> **Exercise details**
The answer must be the full listing, repeated exactly.

> **Data**
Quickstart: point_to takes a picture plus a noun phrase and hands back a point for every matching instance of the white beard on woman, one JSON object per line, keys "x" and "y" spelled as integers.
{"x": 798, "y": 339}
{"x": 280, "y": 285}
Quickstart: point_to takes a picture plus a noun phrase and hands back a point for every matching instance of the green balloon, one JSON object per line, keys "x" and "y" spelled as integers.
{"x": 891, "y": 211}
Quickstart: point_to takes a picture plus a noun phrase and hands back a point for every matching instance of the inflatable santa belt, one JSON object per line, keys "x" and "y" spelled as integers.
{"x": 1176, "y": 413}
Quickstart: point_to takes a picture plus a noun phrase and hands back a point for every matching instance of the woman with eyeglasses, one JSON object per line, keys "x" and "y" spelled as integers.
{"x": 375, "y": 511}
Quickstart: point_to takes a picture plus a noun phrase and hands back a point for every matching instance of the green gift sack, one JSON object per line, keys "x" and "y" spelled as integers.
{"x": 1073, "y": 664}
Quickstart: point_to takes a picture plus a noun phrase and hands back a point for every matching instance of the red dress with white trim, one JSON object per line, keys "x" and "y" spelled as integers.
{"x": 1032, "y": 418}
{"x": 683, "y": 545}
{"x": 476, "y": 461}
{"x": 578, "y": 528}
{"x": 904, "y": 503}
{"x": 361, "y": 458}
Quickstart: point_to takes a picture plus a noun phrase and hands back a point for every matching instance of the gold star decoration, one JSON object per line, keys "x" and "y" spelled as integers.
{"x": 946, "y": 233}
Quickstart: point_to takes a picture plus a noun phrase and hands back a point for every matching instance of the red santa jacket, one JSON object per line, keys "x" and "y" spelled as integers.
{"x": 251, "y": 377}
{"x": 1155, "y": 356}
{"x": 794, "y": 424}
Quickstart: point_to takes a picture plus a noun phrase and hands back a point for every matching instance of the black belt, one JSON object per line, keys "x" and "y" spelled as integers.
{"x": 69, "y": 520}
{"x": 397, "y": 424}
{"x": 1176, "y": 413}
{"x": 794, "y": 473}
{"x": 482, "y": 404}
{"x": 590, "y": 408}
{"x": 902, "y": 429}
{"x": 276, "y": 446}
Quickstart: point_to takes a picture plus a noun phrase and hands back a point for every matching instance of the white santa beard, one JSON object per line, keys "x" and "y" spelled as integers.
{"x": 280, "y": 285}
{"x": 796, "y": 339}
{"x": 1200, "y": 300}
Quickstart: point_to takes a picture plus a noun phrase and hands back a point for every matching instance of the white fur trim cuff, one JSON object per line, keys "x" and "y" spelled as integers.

> **Exercise solution**
Quickstart: point_to takes a picture plus a noun phrase and hands back a point for every matching instance of the white beard on woman, one JSON object per line, keys "x" and "y" spelled as integers.
{"x": 798, "y": 339}
{"x": 280, "y": 285}
Quickstart: point_to takes a picture plus a noun phrase and hands back a point for every matching instance of the green balloon, one JSON object per line, keys "x" and "y" spelled as integers.
{"x": 891, "y": 211}
Quickstart: point_to takes a picture plus a noun phrase and hands back a point for every matching instance of the inflatable santa belt, one JSON object per line, keys "x" and "y" spelled as integers.
{"x": 1176, "y": 413}
Quickstart: point_to takes a picture plus a noun phrase and hands back a point for every matching instance of the woman with eyeglasses, one JSON object per line, keys "x" and "y" spelled as integers.
{"x": 375, "y": 511}
Quickstart: point_to takes a picture plus a noun phrase and hands back a point for every matching instance of the green gift sack, one JSON object per line, keys "x" and "y" spelled as integers.
{"x": 1073, "y": 664}
Quickstart: point_to takes a picture plus a noun phrase and hands back a point for every matching instance of the red dress with white trim, one JSON object per line, keys "x" and "y" spelled as integers.
{"x": 1032, "y": 418}
{"x": 683, "y": 545}
{"x": 476, "y": 461}
{"x": 578, "y": 528}
{"x": 904, "y": 503}
{"x": 361, "y": 458}
Quickstart: point_to takes a picture plus a noun phrase and hands back a point for every matching instance of the gold star decoration, one JSON object per line, keys "x" and "y" spelled as integers.
{"x": 946, "y": 233}
Quickstart: point_to takes a picture plus a noun phrase and hands back a point for every matching instance of the red santa jacket, one JSON object per line, keys "x" and "y" spelled as integers.
{"x": 251, "y": 377}
{"x": 1155, "y": 356}
{"x": 794, "y": 424}
Quickstart: point_to takes a picture plus a noun phrase and hands back a point for every matching instance of the black belt, one JSON object per line, keys "x" and "y" spelled as integers.
{"x": 69, "y": 520}
{"x": 397, "y": 424}
{"x": 1176, "y": 413}
{"x": 794, "y": 473}
{"x": 482, "y": 404}
{"x": 590, "y": 408}
{"x": 902, "y": 429}
{"x": 276, "y": 446}
Quickstart: point_to takes a picture plus a noun phrase and hands back a point for every matching instance of the white santa beard, one JSON object per line, keys "x" and "y" spelled as integers.
{"x": 280, "y": 285}
{"x": 796, "y": 339}
{"x": 1200, "y": 300}
Quickstart: point_to takes a picture plus a noun phrase and hands back a point for every matching instance of the white fur trim cuff, one JSON object per line, keys "x" and "y" spelled as integers.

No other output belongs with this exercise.